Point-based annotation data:

==*==

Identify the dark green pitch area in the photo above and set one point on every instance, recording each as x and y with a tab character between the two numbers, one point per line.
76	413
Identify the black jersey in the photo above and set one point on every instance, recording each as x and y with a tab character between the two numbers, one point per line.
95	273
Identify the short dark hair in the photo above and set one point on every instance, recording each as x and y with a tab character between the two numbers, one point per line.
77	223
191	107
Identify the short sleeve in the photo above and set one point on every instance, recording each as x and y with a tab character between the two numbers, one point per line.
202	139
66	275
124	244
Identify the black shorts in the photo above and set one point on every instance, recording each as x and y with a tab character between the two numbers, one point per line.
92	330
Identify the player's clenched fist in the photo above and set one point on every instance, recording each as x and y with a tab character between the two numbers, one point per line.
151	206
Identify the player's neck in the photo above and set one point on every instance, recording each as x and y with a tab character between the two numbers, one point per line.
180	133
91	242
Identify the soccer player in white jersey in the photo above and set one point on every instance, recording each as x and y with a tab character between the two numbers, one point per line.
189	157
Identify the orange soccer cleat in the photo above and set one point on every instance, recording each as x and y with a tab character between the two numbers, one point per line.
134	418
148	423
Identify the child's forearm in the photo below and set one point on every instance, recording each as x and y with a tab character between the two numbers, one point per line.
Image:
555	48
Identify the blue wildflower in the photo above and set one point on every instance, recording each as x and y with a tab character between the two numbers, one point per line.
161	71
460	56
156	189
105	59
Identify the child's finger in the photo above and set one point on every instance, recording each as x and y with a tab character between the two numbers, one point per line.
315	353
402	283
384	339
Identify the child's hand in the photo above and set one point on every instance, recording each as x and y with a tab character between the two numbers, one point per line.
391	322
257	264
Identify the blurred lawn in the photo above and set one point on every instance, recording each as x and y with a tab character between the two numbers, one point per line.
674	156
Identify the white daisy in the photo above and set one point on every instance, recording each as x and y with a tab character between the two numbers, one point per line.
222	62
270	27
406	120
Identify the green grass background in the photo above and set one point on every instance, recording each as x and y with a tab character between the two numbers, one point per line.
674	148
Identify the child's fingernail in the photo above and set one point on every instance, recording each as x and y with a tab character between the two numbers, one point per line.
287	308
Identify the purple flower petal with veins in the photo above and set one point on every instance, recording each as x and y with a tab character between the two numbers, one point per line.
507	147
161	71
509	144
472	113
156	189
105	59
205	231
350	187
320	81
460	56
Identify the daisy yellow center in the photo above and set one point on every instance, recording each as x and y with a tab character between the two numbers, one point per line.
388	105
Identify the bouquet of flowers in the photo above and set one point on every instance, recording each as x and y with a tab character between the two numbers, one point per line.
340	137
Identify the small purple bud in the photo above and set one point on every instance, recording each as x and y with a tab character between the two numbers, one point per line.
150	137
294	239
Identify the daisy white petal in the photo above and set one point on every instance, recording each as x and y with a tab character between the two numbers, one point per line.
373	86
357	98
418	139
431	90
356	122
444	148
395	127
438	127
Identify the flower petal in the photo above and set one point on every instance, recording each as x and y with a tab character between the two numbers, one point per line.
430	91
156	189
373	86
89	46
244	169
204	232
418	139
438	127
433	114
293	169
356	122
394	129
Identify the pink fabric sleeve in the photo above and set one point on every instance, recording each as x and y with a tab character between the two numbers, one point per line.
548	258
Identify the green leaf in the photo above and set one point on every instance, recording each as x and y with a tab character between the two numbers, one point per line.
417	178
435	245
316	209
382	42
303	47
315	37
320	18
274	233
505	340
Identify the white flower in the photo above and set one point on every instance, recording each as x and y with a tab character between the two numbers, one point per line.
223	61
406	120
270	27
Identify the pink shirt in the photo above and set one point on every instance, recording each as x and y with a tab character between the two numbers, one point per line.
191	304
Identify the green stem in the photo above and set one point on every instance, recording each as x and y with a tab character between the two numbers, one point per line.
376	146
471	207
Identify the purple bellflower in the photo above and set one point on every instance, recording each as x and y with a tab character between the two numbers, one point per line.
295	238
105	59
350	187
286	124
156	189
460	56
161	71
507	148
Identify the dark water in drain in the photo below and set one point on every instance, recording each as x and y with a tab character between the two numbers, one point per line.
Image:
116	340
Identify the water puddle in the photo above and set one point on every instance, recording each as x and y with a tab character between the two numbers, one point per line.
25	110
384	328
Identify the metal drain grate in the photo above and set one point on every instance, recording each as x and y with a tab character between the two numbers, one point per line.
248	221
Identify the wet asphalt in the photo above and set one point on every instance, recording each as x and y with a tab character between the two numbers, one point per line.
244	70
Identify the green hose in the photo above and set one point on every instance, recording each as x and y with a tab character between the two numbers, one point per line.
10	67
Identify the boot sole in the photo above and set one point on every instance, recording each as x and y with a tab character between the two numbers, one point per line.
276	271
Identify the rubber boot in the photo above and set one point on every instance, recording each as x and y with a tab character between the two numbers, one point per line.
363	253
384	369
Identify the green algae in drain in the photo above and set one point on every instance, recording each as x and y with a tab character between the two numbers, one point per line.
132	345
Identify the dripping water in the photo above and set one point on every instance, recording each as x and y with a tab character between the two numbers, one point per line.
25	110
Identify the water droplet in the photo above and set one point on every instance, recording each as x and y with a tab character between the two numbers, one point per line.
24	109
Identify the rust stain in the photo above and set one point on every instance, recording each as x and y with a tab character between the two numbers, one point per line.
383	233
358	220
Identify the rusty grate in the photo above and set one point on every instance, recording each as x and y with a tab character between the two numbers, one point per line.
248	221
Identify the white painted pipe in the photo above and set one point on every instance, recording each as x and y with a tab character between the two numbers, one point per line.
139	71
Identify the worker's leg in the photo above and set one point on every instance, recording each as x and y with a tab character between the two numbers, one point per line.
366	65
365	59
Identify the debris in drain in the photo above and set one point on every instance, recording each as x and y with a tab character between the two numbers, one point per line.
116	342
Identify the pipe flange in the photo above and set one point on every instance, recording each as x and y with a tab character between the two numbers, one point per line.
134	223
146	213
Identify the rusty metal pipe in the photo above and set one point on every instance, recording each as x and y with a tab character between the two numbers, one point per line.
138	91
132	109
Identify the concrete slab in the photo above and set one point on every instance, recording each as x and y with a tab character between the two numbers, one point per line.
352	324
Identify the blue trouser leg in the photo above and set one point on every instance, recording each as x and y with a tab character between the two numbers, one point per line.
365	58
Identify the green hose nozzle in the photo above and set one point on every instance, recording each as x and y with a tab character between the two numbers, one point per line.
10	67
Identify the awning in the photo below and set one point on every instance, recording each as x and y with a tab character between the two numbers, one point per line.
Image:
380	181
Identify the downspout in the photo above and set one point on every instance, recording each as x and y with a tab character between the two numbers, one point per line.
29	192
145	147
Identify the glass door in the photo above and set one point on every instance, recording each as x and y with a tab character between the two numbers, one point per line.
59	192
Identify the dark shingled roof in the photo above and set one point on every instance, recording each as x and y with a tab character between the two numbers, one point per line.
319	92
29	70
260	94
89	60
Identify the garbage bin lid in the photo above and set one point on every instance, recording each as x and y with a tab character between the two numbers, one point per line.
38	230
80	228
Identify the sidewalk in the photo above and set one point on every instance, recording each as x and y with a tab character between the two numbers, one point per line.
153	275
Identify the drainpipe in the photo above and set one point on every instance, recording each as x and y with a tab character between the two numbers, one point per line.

==*==

**CHALLENGE**
Starting with the line that contains "Identify the blue trouser", write out each line through the end of the listing, exactly as it appears, and include nothing else.

**SOLVED PROBLEM**
Identify the blue trouser leg in the photo above and set one point on every instance, recording each as x and y with a tab character between the two numbers, one point per line.
365	58
Identify the green hose nozzle in the photo above and set one point on every instance, recording each as x and y with a tab character between the two numbers, one point per line.
10	67
Identify the awning in the photo below and set one point on every instance, recording each as x and y with a tab character between the two numbers, one point per line.
Image:
380	181
Identify the downspout in the photo above and set one point on every instance, recording each as x and y with a tab character between the two numbers, one point per line.
29	192
145	147
Identify the glass door in the photo above and set one point on every instance, recording each as x and y with a tab character between the two numbers, one point per line.
59	192
Identify the dark shingled roof in the photo above and set one point on every instance, recording each as x and y with a tab character between the two numbers, one point per line.
319	92
29	70
260	94
89	60
Identify the garbage bin lid in the photo above and set one point on every instance, recording each as x and y with a tab character between the two numbers, one point per line.
38	230
80	228
Identify the sidewalk in the photo above and set one point on every instance, recording each as x and y with a tab character between the two numbers, one point per line.
153	275
Identify the drainpipe in the photo above and set one point on every instance, recording each as x and y with a tab character between the two numbers, one point per line.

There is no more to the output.